WHAT TO DO.
• A. Duplicate the part of the article on the slain 7-year-old starting with "Weekley’s first trial" and going on through "a wrong-door raid?".
• B. Summarize the article on the slain 7-year-old in two sentences.

No Justice For Slain 7-Year Old

Imagine the consequences if a private citizen is responsible for an accidental shooting. You don’t have to imagine; a Google search provides plenty of horrifying stories. You have the case of Adam Dean Laham, who left a loaded gun in a bedroom with three young children, one of whom grabbed the gun and killed his older brother. There is Logan Murphy, who killed his friend by mistake as they were playing with a loaded gun. Another incident involves Jeremy Dupree, who accidentally shot his girlfriend in a motel.

All three forced to face the consequences of their actions. Deservedly so.

Contrast this with the case of Joseph Weekley, who will not face any consequences for shooting a 7-year old girl sleeping under a blanket. Guess what his profession is? From the Huffington Post:

Wayne County Prosecutor Kym Worthy said in a statement that her office was moving to dismiss the case against Officer Joseph Weekley. He was originally charged with involuntary manslaughter and careless discharge of a firearm causing death, a misdemeanor, after Aiyana Stanley-Jones was killed in 2010 during a botched police raid at her home.

Weekley’s first trial in 2013 ended in a mistrial. In a second trial last year, Wayne County Circuit Court Judge Cynthia Gray Hathaway dismissed the manslaughter charge after a motion by the defense. The jury again deadlocked while deliberating whether to convict Weekley of the lesser charge, causing a second mistrial.

A little credit should be given to the prosecutors who pursued the charges. But the result reveals our justice system is two-tiered: a system of justice for civilians, and a less-accountable system for public employees.

How did it come to be that a 7-year old was shot during a wrong-door raid?

[Dataset items]

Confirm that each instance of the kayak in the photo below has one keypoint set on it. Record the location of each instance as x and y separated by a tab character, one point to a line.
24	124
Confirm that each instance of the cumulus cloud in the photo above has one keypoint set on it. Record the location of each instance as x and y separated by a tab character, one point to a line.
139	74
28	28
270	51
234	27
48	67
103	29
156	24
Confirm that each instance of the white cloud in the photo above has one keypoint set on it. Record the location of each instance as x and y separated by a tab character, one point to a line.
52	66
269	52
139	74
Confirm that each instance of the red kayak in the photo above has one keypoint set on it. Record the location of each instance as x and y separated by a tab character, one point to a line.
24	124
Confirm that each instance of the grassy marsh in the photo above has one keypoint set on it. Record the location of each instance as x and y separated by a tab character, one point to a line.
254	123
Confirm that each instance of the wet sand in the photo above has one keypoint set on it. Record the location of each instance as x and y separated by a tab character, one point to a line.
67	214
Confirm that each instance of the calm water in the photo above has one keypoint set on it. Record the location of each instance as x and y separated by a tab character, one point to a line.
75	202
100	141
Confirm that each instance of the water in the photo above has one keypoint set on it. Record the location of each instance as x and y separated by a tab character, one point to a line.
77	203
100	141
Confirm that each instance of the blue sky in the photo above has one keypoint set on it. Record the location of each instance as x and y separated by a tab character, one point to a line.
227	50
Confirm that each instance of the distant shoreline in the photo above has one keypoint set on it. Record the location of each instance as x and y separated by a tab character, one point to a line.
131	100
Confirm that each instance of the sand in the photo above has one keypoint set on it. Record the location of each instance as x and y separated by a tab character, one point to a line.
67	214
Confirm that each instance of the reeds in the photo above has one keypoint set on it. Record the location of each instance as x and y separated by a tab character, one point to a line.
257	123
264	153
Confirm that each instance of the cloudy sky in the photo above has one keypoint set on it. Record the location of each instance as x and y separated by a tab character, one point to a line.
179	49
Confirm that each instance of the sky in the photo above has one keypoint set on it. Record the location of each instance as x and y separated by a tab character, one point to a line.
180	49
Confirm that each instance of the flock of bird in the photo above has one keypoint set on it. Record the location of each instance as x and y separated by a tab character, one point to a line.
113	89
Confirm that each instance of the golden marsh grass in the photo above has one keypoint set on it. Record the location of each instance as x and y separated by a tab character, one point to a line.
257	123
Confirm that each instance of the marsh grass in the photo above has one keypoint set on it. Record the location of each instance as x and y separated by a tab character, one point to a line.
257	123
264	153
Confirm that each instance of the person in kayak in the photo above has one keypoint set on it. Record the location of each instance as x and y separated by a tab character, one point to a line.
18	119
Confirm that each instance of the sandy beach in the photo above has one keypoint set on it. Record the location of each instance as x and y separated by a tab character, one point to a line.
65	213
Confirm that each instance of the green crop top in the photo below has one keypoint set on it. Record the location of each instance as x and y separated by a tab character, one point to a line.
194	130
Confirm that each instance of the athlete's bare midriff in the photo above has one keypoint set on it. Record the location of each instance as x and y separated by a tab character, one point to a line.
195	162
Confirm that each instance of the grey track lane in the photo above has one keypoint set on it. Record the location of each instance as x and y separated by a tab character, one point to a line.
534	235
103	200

RESPONSES FOR EACH TASK.
• A.
Weekley’s first trial in 2013 ended in a mistrial. In a second trial last year, Wayne County Circuit Court Judge Cynthia Gray Hathaway dismissed the manslaughter charge after a motion by the defense. The jury again deadlocked while deliberating whether to convict Weekley of the lesser charge, causing a second mistrial.

A little credit should be given to the prosecutors who pursued the charges. But the result reveals our justice system is two-tiered: a system of justice for civilians, and a less-accountable system for public employees.

How did it come to be that a 7-year old was shot during a wrong-door raid?

• B. Private citizens responsible for accidental shootings, such as Adam Dean Laham, Logan Murphy and Jeremy Dupree, faced consequences. Officer Joseph Weekley will face none for killing 7-year-old Aiyana Stanley-Jones in a botched 2010 police raid, since his two trials ended in mistrials and the Wayne County Prosecutor is moving to dismiss his case, a result the article says reveals a two-tiered justice system that holds public employees less accountable than civilians.